** Task goal **
Collect every line below that contains the string "bird", matching case exactly, and copy each one out in full.

** Provided records **
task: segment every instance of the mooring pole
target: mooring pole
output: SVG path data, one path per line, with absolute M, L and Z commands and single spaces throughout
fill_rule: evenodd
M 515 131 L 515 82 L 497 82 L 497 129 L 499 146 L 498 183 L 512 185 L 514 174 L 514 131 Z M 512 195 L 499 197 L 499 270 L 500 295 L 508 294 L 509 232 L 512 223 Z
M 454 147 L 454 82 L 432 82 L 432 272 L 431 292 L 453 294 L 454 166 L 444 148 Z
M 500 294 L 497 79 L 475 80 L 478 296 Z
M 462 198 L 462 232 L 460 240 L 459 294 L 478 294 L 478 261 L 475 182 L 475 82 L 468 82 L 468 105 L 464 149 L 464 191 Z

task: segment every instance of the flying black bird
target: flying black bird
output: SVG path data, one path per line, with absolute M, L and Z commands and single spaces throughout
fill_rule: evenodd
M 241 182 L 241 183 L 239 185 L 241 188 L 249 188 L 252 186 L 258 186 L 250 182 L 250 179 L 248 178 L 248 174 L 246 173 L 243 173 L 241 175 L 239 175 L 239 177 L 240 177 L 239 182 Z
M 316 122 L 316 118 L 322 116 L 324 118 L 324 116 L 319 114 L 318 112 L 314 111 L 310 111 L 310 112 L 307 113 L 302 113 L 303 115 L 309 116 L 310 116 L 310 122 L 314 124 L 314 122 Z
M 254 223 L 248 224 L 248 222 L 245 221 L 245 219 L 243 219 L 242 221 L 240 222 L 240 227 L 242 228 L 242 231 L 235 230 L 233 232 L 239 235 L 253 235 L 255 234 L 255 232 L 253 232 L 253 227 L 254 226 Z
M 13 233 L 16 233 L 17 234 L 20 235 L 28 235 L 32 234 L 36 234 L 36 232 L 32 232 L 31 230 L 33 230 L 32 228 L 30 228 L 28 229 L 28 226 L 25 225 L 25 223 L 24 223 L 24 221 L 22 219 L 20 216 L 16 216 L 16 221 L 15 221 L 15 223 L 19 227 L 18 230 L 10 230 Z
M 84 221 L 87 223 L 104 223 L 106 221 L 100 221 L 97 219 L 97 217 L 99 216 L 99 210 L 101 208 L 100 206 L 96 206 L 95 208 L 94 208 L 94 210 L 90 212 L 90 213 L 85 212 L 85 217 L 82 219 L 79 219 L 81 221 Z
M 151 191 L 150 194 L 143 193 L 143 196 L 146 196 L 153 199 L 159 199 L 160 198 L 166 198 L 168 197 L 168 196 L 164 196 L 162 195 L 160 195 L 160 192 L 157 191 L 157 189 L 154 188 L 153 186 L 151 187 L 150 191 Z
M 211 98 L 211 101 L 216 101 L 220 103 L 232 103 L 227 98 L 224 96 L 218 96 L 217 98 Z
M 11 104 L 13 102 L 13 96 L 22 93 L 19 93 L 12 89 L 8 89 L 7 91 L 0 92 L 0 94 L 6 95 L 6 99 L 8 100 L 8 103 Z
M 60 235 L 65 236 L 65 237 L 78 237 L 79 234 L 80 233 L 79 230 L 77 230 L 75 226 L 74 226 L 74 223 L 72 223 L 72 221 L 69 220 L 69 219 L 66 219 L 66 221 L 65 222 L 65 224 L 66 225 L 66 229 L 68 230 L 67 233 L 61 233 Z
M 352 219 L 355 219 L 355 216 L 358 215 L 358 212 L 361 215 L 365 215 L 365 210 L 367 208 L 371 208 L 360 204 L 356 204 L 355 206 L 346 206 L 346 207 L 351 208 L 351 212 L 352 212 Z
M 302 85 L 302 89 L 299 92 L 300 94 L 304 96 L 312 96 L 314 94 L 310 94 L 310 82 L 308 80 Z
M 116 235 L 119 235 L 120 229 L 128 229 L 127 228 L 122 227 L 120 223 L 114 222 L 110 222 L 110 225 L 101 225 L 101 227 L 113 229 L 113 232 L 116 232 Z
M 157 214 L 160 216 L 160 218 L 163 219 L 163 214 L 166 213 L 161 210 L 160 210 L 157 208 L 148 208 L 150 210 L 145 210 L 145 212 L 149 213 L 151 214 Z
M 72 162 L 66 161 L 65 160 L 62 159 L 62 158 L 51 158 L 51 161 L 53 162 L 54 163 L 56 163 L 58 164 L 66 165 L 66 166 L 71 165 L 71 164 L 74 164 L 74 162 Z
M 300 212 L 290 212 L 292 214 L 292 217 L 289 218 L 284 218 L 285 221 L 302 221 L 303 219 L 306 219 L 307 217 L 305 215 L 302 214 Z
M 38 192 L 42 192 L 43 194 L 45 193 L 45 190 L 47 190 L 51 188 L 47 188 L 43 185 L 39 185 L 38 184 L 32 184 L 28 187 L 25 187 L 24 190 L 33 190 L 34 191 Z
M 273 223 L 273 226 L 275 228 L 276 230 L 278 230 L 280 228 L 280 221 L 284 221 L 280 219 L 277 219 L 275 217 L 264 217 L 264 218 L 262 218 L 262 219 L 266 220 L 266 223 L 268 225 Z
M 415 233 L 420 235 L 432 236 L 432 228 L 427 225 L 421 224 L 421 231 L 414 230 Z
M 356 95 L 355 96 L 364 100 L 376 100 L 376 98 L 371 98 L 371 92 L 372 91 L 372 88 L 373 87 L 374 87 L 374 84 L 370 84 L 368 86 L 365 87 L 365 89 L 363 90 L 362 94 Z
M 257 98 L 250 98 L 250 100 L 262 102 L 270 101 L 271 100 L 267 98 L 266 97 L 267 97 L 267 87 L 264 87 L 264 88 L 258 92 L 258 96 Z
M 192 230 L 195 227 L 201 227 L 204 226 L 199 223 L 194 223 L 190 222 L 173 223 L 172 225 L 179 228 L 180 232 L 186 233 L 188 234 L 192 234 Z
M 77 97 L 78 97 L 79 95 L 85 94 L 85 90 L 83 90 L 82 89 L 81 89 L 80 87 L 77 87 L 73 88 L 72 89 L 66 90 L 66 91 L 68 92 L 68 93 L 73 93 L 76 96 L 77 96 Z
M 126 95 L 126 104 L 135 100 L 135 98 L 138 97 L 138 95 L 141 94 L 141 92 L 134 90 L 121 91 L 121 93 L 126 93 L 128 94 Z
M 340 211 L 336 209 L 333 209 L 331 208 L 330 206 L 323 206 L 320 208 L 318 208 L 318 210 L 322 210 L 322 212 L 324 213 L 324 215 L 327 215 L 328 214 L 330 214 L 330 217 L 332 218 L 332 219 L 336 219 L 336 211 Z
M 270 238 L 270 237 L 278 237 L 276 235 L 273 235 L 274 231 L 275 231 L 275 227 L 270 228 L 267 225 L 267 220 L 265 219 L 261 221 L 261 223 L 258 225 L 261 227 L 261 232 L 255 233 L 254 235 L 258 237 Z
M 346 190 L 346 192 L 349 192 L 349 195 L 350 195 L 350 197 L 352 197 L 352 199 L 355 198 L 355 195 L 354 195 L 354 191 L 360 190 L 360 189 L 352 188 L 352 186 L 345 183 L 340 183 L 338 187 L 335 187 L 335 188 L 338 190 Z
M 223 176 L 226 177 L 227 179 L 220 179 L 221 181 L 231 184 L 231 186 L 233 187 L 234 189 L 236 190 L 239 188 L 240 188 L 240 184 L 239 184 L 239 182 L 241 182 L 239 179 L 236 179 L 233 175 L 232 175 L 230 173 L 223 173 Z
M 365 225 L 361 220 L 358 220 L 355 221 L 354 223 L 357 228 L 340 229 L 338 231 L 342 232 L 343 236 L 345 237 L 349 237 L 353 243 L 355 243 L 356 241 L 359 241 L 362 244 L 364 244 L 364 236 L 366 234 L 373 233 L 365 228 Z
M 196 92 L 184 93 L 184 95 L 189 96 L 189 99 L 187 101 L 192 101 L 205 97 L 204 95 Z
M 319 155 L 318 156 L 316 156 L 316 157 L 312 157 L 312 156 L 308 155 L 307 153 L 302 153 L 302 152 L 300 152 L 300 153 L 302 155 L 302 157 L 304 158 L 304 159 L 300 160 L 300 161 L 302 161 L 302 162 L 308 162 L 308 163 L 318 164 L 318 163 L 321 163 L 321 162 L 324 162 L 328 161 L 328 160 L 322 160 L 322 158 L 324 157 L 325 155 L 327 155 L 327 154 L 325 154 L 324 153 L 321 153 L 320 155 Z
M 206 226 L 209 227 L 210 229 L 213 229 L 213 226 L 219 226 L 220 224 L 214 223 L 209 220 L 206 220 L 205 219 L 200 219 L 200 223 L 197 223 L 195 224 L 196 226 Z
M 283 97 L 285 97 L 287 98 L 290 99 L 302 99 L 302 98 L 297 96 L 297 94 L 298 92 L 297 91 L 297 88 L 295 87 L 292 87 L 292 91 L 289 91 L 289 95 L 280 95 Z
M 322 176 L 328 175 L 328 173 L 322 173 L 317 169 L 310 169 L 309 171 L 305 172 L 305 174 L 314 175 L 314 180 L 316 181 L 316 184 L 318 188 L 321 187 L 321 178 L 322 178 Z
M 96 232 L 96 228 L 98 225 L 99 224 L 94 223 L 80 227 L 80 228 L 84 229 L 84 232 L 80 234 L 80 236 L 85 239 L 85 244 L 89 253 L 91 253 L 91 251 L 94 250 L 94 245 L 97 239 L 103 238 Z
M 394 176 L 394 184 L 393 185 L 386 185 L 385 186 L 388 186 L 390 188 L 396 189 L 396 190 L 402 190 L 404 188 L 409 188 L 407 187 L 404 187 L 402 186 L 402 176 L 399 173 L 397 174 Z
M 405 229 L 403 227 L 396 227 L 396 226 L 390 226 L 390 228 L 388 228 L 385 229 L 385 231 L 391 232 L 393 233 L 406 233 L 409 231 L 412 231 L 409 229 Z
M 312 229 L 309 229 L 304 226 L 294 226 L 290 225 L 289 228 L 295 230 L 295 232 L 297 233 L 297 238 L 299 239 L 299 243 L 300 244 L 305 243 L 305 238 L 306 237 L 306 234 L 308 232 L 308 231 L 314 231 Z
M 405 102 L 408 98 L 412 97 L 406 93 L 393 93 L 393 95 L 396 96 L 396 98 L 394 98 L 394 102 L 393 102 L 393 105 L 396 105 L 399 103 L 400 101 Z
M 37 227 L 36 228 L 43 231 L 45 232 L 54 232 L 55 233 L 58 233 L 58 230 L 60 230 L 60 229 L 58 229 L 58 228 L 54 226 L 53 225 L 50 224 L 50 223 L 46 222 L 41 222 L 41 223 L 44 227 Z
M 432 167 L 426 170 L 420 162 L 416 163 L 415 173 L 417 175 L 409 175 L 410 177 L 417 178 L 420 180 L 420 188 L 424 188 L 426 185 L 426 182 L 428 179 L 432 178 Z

** Result of this exercise **
task: segment every instance of the flying black bird
target: flying black bird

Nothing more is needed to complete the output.